-- Assigned task A --
Please list the Georgetown alumni named in the Hoyas for Liberty article as liberty-oriented.
-- Assigned task B --
Carry the Hoyas for Liberty article forward from its final sentence.

-- Selected passage --

--------------------

Monday, September 25, 2017

From the Archives: Hoyas for Liberty, promoting libertarian ideas at Georgetown University

Hoyas for Liberty, promoting libertarian ideas at Georgetown University
September 25, 2010 12:02 AM MST

While Georgetown University lacks the reputation of producing libertarian scholars and activists that adheres, for instance, to nearby George Mason University in Virginia, its list of liberty-oriented alumni is not insubstantial.

That list includes 2008 Libertarian Party presidential nominee Bob Barr; Cato Institute vice president Gene Healy; syndicated columnist Deroy Murdock; Goldwater Institute president Darcy Olsen; and investment advisor Doug Casey, who graduated from Georgetown in 1968 with classmate Bill Clinton. In addition, the president and co-founder of Students for Liberty, Alexander McCobin, is currently a doctoral student in philosophy at Georgetown.

‘Community for pro-liberty students’

Hoyas for Liberty Georgetown University libertarians students
When Hoyas for Liberty hosted a lecture by Muslim libertarian scholar Imad-ad-Dean Ahmad on September 11, the Charlottesville Libertarian Examiner spoke with the group’s president, Preston Mui, about libertarians on campus at the oldest Catholic university in the United States.

--------------------

-- Stored data --
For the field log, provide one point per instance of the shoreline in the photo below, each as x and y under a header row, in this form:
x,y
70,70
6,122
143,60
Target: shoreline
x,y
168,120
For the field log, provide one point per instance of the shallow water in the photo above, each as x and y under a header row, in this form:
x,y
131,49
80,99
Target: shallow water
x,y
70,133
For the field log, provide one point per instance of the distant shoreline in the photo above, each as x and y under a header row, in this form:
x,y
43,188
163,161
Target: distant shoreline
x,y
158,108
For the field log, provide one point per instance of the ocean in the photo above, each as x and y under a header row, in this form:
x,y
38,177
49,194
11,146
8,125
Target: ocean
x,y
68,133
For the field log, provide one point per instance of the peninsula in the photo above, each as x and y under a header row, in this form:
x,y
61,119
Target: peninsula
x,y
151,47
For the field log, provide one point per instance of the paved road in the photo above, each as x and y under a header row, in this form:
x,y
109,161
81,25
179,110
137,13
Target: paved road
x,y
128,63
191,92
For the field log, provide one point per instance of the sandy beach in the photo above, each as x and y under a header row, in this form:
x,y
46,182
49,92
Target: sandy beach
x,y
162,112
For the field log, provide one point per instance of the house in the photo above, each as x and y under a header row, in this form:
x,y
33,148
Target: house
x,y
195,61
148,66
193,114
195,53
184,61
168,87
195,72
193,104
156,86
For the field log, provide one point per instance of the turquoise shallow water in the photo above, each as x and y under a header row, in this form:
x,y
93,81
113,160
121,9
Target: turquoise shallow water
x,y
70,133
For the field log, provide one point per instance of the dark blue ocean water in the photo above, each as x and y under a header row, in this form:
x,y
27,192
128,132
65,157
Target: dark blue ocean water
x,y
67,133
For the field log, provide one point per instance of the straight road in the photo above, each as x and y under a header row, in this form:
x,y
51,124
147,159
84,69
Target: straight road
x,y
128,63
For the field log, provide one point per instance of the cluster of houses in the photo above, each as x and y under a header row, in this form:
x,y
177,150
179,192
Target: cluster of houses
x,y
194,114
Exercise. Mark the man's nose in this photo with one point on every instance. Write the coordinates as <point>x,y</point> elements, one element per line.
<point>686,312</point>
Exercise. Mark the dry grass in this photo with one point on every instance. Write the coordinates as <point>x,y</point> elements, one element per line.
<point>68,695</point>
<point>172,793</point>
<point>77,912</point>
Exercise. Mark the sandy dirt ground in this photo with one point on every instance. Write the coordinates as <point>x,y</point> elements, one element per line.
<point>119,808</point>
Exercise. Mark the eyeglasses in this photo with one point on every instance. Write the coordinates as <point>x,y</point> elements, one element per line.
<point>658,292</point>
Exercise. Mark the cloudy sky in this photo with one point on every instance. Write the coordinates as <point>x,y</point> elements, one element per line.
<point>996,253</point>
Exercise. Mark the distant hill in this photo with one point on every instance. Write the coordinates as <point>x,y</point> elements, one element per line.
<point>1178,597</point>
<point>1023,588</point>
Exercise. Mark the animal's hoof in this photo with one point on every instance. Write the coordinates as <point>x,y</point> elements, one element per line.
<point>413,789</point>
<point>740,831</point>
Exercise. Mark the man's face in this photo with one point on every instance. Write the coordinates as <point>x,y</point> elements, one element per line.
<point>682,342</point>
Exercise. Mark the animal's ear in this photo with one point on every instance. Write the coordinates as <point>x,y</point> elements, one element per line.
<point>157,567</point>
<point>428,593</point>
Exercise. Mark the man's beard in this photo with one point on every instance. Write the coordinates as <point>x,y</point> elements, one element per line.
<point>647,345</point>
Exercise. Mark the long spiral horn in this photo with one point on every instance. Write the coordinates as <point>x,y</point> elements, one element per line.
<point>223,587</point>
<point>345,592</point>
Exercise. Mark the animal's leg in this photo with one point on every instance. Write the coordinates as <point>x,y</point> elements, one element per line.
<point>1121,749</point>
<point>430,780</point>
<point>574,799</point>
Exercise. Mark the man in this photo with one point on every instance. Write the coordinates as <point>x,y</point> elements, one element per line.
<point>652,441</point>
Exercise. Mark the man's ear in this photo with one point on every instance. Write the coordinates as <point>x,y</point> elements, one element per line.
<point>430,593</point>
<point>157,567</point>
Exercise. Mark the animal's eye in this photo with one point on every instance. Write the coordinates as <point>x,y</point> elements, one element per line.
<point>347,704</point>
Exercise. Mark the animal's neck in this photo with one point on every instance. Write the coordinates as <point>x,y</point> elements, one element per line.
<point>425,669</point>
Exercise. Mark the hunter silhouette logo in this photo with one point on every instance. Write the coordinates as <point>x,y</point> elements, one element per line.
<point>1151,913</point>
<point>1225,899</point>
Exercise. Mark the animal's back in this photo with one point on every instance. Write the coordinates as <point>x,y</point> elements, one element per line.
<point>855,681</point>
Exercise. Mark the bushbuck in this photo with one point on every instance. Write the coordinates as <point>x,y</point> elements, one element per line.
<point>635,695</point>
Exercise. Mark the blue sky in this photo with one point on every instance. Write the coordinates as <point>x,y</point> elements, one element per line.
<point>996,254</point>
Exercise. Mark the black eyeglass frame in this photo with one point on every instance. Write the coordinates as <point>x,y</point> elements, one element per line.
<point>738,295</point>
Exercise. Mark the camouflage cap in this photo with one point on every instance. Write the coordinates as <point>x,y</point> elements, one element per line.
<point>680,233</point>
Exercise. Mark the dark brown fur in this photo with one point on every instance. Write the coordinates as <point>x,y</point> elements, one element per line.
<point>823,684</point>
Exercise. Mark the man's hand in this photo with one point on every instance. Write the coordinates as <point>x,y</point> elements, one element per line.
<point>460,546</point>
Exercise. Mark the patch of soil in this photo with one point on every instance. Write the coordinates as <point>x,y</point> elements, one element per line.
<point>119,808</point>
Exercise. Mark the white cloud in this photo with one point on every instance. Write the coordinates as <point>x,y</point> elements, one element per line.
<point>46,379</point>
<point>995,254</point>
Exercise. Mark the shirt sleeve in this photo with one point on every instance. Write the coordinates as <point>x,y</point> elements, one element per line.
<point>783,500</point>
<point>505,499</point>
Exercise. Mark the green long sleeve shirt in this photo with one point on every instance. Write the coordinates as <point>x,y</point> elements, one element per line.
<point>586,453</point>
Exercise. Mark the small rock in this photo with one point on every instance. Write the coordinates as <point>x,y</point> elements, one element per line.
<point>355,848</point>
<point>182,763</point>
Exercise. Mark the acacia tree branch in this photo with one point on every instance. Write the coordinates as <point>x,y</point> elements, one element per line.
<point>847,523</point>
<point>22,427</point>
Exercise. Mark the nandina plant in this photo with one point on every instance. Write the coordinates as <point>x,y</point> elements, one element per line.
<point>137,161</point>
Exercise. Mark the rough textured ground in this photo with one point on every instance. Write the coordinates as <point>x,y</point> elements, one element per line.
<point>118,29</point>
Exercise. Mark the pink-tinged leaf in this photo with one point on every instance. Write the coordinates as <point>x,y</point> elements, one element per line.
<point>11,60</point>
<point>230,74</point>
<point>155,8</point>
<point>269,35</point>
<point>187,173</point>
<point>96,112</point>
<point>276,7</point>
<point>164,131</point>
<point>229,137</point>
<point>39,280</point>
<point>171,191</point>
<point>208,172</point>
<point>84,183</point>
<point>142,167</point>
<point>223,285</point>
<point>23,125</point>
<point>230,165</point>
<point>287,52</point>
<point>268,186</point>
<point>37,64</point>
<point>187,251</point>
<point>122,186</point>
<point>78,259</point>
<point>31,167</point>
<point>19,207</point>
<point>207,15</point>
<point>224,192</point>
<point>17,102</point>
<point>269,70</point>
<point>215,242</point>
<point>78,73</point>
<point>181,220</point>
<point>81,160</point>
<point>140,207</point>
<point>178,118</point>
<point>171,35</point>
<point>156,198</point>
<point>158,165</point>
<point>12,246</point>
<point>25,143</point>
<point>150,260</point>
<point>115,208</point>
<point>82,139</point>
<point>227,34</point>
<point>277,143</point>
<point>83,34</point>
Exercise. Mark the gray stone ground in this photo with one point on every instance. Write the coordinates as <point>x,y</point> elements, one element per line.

--------------------

-- Answer box A --
Bob Barr, Gene Healy, Deroy Murdock, Darcy Olsen, Doug Casey

-- Answer box B --
Mui, a double-major in political economy and mathematics, explained that Hoyas for Liberty was begun during the last academic year but just received official university recognition this year. The group’s advisor is business school professor Phillip Swagel, who served in the George W. Bush administration as assistant secretary of the Treasury for economic policy.

“The goal of Hoyas for Liberty,” said Mui, “is to create a community for pro-liberty students and connect them with the rest of the D.C. and national pro-liberty community.”

Lectures and films
To do this, the group sponsors lectures for students with speakers who “talk about the ideas of liberty.”

Past speakers have included Fox News commentator Tucker Carlson and Chief Deputy U.S. Marshal Matthew Fogg of Law Enforcement Against Prohibition, who addressed “racism and the drug war, on 4/20.” Next month, he said, “we’re going to have Lloyd Cohen, a professor at GMU law [school], speaking on kidney markets.”

Hoyas for Liberty also hosts movie screenings. The next film scheduled, on September 28, is the award-winning documentary, The Lottery, about the failures of the public school system and the attempts by parents to escape it. Other films come from the Moving Picture Institute catalog.

Outreach plans
Hoyas for Liberty officers Robert Kaminski, Preston Mui, and Stephen Wooten
Robert Kaminski, Preston Mui, and Stephen Wooten
The group has also reached out to other student organizations, such as cosponsoring a panel discussion on gay marriage last spring with GU Pride, “the LGBTQ student organization on campus,” and inviting a libertarian speaker to participate on the panel.

Outreach like that is part of Hoyas for Liberty’s plan to improve reception on a campus best known for conventional views about politics and government.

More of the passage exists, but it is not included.